Items from a dataset:
<<<<
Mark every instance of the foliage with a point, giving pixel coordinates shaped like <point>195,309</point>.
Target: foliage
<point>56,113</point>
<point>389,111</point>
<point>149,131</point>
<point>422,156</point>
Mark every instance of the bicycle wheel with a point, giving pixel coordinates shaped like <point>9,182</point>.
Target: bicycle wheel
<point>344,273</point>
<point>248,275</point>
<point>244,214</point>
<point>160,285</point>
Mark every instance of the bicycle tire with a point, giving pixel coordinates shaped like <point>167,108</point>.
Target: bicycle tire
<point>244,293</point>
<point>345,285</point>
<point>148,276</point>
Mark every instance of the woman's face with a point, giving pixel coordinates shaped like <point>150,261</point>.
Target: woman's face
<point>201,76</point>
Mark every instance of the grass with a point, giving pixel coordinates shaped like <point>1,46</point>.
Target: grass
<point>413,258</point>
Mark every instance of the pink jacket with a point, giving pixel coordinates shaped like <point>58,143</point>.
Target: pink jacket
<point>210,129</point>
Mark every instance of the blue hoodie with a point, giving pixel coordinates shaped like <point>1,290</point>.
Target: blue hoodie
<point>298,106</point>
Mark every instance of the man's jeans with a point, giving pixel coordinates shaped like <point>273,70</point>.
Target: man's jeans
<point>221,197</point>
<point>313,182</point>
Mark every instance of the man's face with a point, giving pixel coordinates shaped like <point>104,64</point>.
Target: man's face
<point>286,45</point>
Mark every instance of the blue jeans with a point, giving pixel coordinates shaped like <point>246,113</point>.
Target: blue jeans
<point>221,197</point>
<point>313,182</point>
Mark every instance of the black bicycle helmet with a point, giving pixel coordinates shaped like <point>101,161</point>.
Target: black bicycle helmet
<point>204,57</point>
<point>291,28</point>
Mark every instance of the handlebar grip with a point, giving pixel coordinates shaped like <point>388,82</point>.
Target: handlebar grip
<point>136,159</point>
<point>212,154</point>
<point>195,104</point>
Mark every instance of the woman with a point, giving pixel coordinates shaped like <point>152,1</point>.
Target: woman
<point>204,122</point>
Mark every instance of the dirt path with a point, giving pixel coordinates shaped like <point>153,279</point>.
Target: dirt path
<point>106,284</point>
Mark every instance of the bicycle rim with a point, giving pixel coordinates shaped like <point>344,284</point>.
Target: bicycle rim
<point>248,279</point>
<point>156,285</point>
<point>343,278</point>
>>>>
=== Instructions for the task ===
Exactly reproduce every record.

=== Answer for this exercise ===
Mark every instance of the foliage with a point, giving pixel coordinates shaped like <point>195,309</point>.
Target: foliage
<point>56,113</point>
<point>389,111</point>
<point>149,131</point>
<point>422,156</point>
Mark every instance of the bicycle wheel with a point, giving pixel coordinates shaped like <point>9,182</point>.
Target: bicycle wheel
<point>344,273</point>
<point>248,275</point>
<point>244,214</point>
<point>160,285</point>
Mark every instance of the bicycle tire with a point, giving pixel coordinates shaped like <point>167,108</point>.
Target: bicycle tire
<point>244,293</point>
<point>345,285</point>
<point>148,276</point>
Mark every instance of the woman's face with a point, giving pixel coordinates shaped like <point>150,261</point>.
Target: woman's face
<point>201,76</point>
Mark every instance of the grass with a point, giving pixel coordinates shaped like <point>1,46</point>.
Target: grass
<point>413,258</point>
Mark every instance of the pink jacket with a point, giving pixel coordinates shaped like <point>58,143</point>.
Target: pink jacket
<point>210,129</point>
Mark every instance of the blue hoodie with a point, giving pixel coordinates shaped like <point>1,290</point>.
Target: blue hoodie
<point>298,106</point>
Mark every instance of the man's jeans with a point, giving pixel coordinates shaped like <point>273,70</point>.
Target: man's jeans
<point>221,197</point>
<point>313,182</point>
Mark every instance of the man's face with a point, giving pixel coordinates shaped like <point>104,64</point>.
Target: man's face
<point>286,45</point>
Mark every instance of the blue jeans with a point, giving pixel coordinates shaped like <point>246,113</point>.
Target: blue jeans
<point>221,197</point>
<point>313,182</point>
Mark every instance of the black bicycle helmet with a point, giving pixel coordinates shaped like <point>101,161</point>.
Target: black bicycle helmet
<point>204,57</point>
<point>291,28</point>
Mark every instance of the handlebar grip with a point, giving pixel coordinates shaped like <point>388,82</point>.
Target: handlebar grip
<point>136,159</point>
<point>212,154</point>
<point>195,104</point>
Mark every instance of the woman with a point, giving pixel coordinates shaped like <point>152,1</point>.
Target: woman
<point>204,122</point>
Mark every instance of the dirt path with a point, giving pixel coordinates shaped like <point>153,279</point>.
Target: dirt path
<point>106,284</point>
Mark every instance of the bicycle rim with a point, giving pixel coordinates shaped like <point>344,284</point>.
Target: bicycle rim
<point>248,279</point>
<point>156,285</point>
<point>343,278</point>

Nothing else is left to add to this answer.